┌─ Material provided
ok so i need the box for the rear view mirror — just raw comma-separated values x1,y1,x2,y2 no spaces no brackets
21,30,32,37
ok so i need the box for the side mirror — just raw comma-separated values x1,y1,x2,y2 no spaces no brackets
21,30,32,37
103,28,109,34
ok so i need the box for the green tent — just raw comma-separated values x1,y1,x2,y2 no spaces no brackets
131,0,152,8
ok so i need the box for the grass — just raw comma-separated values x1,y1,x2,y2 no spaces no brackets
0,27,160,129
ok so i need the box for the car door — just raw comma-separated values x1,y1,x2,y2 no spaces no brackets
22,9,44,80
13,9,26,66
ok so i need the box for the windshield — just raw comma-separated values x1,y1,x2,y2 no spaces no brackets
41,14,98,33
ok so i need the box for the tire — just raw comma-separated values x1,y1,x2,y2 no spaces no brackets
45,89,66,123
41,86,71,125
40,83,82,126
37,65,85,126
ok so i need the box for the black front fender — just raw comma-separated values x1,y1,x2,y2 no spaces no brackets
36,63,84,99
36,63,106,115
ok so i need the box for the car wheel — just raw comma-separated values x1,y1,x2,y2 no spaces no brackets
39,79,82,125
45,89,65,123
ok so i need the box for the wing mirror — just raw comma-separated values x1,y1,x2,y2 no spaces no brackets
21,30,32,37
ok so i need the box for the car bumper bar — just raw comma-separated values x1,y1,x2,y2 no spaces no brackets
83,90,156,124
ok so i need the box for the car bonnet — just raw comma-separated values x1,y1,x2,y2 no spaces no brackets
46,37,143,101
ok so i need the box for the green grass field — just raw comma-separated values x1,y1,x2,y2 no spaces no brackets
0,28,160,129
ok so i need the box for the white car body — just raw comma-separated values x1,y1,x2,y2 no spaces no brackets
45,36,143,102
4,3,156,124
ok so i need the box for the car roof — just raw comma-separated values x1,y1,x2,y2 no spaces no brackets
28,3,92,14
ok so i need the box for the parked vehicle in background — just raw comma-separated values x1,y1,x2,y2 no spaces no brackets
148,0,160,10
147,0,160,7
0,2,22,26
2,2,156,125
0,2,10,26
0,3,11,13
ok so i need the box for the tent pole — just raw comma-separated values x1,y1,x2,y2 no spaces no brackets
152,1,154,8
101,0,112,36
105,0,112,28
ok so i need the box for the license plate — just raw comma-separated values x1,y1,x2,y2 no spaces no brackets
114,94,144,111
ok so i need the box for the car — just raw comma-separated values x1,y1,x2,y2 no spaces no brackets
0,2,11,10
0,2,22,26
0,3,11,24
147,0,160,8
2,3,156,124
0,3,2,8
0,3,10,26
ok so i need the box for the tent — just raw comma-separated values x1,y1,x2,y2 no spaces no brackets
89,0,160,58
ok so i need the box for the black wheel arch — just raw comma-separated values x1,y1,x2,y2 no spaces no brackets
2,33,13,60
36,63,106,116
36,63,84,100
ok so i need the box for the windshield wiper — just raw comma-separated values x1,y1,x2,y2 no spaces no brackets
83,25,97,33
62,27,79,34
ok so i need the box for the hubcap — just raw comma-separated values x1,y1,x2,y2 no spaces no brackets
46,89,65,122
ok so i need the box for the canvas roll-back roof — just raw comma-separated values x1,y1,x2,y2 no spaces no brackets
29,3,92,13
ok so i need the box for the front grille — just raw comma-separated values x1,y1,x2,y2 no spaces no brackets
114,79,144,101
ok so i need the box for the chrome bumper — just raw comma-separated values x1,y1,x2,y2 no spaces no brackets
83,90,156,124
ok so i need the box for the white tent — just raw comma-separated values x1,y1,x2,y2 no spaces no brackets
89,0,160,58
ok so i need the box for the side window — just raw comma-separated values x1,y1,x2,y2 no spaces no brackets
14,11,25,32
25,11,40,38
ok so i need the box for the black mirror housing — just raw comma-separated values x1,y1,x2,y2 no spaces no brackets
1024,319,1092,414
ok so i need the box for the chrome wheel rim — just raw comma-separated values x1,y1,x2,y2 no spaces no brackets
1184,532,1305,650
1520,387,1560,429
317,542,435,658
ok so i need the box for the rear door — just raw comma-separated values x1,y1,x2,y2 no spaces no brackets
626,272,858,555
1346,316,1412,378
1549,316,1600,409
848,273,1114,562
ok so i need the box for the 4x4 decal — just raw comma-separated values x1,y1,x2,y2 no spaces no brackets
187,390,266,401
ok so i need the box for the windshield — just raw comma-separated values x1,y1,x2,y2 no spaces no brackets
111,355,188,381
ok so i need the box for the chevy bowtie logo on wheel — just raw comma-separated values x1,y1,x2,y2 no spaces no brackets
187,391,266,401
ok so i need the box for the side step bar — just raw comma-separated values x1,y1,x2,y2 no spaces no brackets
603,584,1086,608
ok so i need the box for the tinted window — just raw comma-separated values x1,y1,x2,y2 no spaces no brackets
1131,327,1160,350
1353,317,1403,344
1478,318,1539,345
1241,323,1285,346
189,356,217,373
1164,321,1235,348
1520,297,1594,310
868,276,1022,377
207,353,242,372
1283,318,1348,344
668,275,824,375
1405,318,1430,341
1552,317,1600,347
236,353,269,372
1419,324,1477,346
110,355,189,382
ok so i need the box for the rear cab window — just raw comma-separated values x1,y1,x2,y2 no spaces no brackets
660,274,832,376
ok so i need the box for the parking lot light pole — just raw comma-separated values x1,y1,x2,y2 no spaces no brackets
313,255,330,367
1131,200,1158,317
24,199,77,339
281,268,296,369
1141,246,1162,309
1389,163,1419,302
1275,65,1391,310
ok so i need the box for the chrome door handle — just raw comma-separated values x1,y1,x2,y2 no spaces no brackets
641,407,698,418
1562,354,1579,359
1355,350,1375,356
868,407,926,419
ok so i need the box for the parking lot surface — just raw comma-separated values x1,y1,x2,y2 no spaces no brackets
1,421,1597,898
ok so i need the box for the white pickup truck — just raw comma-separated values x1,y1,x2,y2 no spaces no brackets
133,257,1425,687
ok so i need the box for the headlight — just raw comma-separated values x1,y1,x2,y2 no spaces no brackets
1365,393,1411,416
└─
**Your goal:**
Every line above needs to be retyped exactly.

**Written solution:**
ok so i need the box for the rear view mirror — just raw comma-separated values x1,y1,x2,y2 no spaces no brackets
21,30,32,37
ok so i need the box for the side mirror — just raw comma-separated values x1,y1,x2,y2 no spaces no brackets
21,30,32,37
103,28,109,34
ok so i need the box for the green tent — just raw comma-separated values x1,y1,x2,y2 no spaces no brackets
131,0,152,8
ok so i need the box for the grass — just raw comma-separated values x1,y1,x2,y2 no spaces no brackets
0,27,160,129
ok so i need the box for the car door — just raw comma-separated values x1,y1,x2,y2 no spaces no brackets
22,9,44,80
13,9,26,66
ok so i need the box for the windshield — just raw comma-separated values x1,y1,x2,y2 no spaces no brackets
41,14,98,33
ok so i need the box for the tire — just raw comma-separated values x1,y1,x2,y2 no spaces no brackets
45,89,66,123
41,86,71,125
40,83,82,126
37,65,85,126
ok so i need the box for the black front fender — just raw comma-separated values x1,y1,x2,y2 no spaces no brackets
36,63,84,99
36,63,106,115
ok so i need the box for the car wheel — just raw comma-separated values x1,y1,x2,y2 no spaces no brackets
39,79,82,125
45,89,65,123
ok so i need the box for the wing mirror — just raw comma-separated values x1,y1,x2,y2 no spaces no brackets
21,30,32,37
ok so i need the box for the car bumper bar — just raw comma-separated values x1,y1,x2,y2 no spaces no brackets
83,90,156,124
ok so i need the box for the car bonnet — just raw comma-separated values x1,y1,x2,y2 no spaces no brackets
46,37,143,101
ok so i need the box for the green grass field — just raw comma-separated values x1,y1,x2,y2 no spaces no brackets
0,28,160,129
ok so i need the box for the white car body — just raw comma-separated values x1,y1,x2,y2 no spaces no brackets
45,36,143,102
4,3,156,124
ok so i need the box for the car roof — just raw comma-separated values x1,y1,x2,y2 no spaces no brackets
28,3,92,14
ok so i need the box for the parked vehicle in background — just raw comma-separated values x1,y1,x2,y2 no spaces no brackets
148,0,160,10
147,0,160,7
0,2,22,26
2,2,156,125
0,2,10,26
0,3,11,13
ok so i need the box for the tent pole — just raw comma-separated values x1,y1,x2,y2 no spaces no brackets
152,1,154,8
101,0,112,36
105,0,112,28
ok so i need the box for the license plate — just raw comma-separated values x1,y1,x2,y2 no spaces no brackets
114,94,144,111
ok so i need the box for the car — just raw comma-separated values x1,y1,x2,y2 no spaces no brackets
0,2,11,10
0,2,22,26
0,3,11,24
147,0,160,8
2,3,156,124
0,3,2,8
0,3,10,26
ok so i need the box for the tent — just raw comma-separated values x1,y1,x2,y2 no spaces no brackets
89,0,160,58
ok so i need the box for the black wheel arch — just raw comma-separated values x1,y1,x2,y2 no spaces no brackets
2,33,13,60
36,63,106,116
36,63,84,100
ok so i need the box for the windshield wiper — just raw comma-separated values x1,y1,x2,y2 no spaces no brackets
83,25,97,33
62,27,79,34
ok so i need the box for the hubcap — just raw comma-separated values x1,y1,x2,y2 no spaces no brackets
46,89,65,122
ok so i need the box for the canvas roll-back roof — just raw comma-separated values x1,y1,x2,y2 no spaces no brackets
29,3,92,13
ok so i need the box for the front grille — just raw comma-separated values x1,y1,x2,y2 no spaces no brackets
114,79,144,101
ok so i need the box for the chrome bumper — just raw comma-separated values x1,y1,x2,y2 no spaces no brackets
83,90,156,124
ok so i need the box for the white tent — just raw comma-separated values x1,y1,x2,y2 no spaces no brackets
89,0,160,58
ok so i need the box for the side window — just raw comma-separated values x1,y1,x2,y2 no spaces no brackets
14,11,25,32
25,11,40,38
ok so i need the box for the black mirror housing — just raw comma-separated values x1,y1,x2,y2 no spaces no brackets
1024,319,1092,414
ok so i need the box for the chrome wheel rim — just raw comma-separated values x1,y1,x2,y2 no spaces no brackets
1184,532,1305,650
1520,387,1560,429
317,542,435,658
ok so i need the box for the rear door — just raw comma-separated values x1,y1,x2,y2 no spaces no brackets
626,272,858,555
1346,316,1412,378
1549,316,1600,409
848,273,1114,562
ok so i need the box for the 4x4 decal — just raw comma-separated values x1,y1,x2,y2 no spaces no brackets
187,390,266,401
ok so i need the box for the windshield — just raw comma-separated values x1,y1,x2,y2 no spaces no brackets
111,355,188,381
ok so i need the box for the chevy bowtie logo on wheel — just raw comma-separated values x1,y1,x2,y2 no spaces no brackets
187,391,266,401
ok so i need the box for the side step bar — just raw comma-separated values x1,y1,x2,y2 no spaces no brackets
603,584,1086,608
ok so i need the box for the tinted window — just raw comma-separated values x1,y1,x2,y2 no spaces no brackets
1131,327,1160,350
1353,317,1403,344
1478,318,1539,345
1241,323,1285,346
189,356,217,373
1164,321,1235,348
1520,297,1594,310
868,276,1022,377
207,353,242,372
1283,318,1348,344
668,275,824,375
1405,318,1430,341
1552,317,1600,347
236,353,269,372
1419,324,1477,346
110,355,189,382
ok so i need the box for the rear cab window — just raw comma-separated values x1,y1,x2,y2 no spaces no brackets
660,274,832,376
ok so i need the box for the parking lot light pole — just raw comma-separated values x1,y1,x2,y2 no spaces no brackets
313,255,330,367
1131,200,1158,317
24,199,77,339
281,268,296,369
1141,246,1162,309
1389,163,1419,302
1275,65,1391,310
ok so i need the box for the chrome door handle — just raw comma-separated values x1,y1,x2,y2 no spaces no brackets
641,407,698,418
1562,354,1579,359
1355,350,1375,356
868,407,926,419
ok so i need the box for the parking lot surface — just raw comma-separated values x1,y1,x2,y2 no spaces no brackets
1,421,1597,898
ok so i need the box for the white pickup truck — just raw comma-separated values x1,y1,x2,y2 no spaces no brackets
133,257,1425,687
ok so i need the box for the headlight — just raw comma-separated values x1,y1,x2,y2 no spaces no brackets
1365,393,1411,416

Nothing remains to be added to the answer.